• **Aim**: Reproduce all entries verbatim, with nothing added or dropped.

Point annotation dataset records:

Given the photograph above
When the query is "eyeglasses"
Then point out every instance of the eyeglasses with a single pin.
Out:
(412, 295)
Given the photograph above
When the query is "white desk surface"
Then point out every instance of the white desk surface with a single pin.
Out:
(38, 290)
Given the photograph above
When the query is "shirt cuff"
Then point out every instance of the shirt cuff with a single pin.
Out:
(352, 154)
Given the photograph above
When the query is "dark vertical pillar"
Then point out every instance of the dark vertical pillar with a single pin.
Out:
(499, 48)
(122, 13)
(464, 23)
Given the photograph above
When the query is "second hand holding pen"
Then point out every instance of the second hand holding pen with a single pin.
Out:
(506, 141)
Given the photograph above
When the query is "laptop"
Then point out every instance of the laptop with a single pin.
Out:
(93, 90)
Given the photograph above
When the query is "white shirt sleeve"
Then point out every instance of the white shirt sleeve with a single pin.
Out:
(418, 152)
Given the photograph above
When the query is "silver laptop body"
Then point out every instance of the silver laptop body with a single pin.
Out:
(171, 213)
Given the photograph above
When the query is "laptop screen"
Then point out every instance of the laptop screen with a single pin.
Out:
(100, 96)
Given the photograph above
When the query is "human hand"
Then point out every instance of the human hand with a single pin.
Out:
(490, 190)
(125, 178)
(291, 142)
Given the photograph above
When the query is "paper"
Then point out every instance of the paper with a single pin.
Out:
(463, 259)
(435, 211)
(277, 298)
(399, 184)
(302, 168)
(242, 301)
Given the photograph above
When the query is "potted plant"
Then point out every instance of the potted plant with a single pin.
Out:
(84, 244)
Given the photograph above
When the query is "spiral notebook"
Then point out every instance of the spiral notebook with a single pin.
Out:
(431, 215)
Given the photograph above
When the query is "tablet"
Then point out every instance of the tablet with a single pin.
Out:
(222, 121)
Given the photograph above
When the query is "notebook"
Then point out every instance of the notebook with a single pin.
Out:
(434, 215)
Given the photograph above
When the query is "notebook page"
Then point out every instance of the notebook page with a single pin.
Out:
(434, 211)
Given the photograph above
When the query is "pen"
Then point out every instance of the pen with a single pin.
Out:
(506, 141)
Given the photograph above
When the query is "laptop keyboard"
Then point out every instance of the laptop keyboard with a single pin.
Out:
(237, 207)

• **Response to this exercise**:
Given the photograph above
When the query is "eyeglasses"
Then point out every instance of the eyeglasses with a single pin.
Out:
(412, 295)
Given the photograph above
When the query is "white desk surface"
Then point out every instance of the white desk surface with a single pin.
Out:
(38, 290)
Given the photograph above
When the query is "shirt cuff"
Then point out every instance of the shirt cuff with a single pin.
Out:
(352, 154)
Given the photograph above
When the query is "dark vertical pillar"
Then point out every instance of the dark vertical pillar with a single pin.
Out:
(499, 48)
(122, 13)
(464, 23)
Given the photograph above
When the query is "second hand holding pen"
Then point out every instance of the second hand holding pen with a single pin.
Out:
(506, 141)
Given the photograph above
When the query is "laptop"
Then point out every instance of the laptop with a single pin.
Out:
(93, 90)
Given the photograph above
When the query is "white shirt sleeve"
Then point out every instance of the white shirt sleeve with a single pin.
Out:
(418, 152)
Given the photograph above
When the query is "silver laptop body"
Then point out every instance of the silver laptop body with a single pin.
Out:
(171, 213)
Given the photograph above
When the query is "laptop screen"
Then point out every instance of the laptop screen with a single pin.
Out:
(100, 96)
Given the photograph above
When the query is "human hand"
Then point out every instance of the human hand with a single pin.
Out:
(490, 190)
(125, 178)
(291, 142)
Given the photograph above
When the query is "paper"
Then point out every instance of the paper with a single pin.
Out:
(463, 259)
(435, 211)
(277, 298)
(399, 184)
(302, 168)
(242, 301)
Given the photograph above
When the query is "potted plant"
Then point out every instance of the potted plant with a single pin.
Out:
(84, 244)
Given the photograph above
When the query is "spiral notebook"
Then point out every instance of the spiral notebook with a single pin.
Out:
(431, 215)
Given the photograph above
When the query is "tablet"
Then point out every instance of the tablet with a single pin.
Out:
(222, 121)
Given the photograph above
When the query is "notebook"
Then point out every instance of the notebook with a single pin.
Out:
(434, 215)
Given the photograph above
When the query is "notebook page"
Then point out every instance of the notebook page with a single pin.
Out:
(434, 211)
Given the photograph above
When the query is "pen"
Then point out every instance of the pen with a single pin.
Out:
(506, 141)
Given the photograph above
When the query is "laptop keyboard"
Then point out every instance of the laptop keyboard with a single pin.
Out:
(237, 207)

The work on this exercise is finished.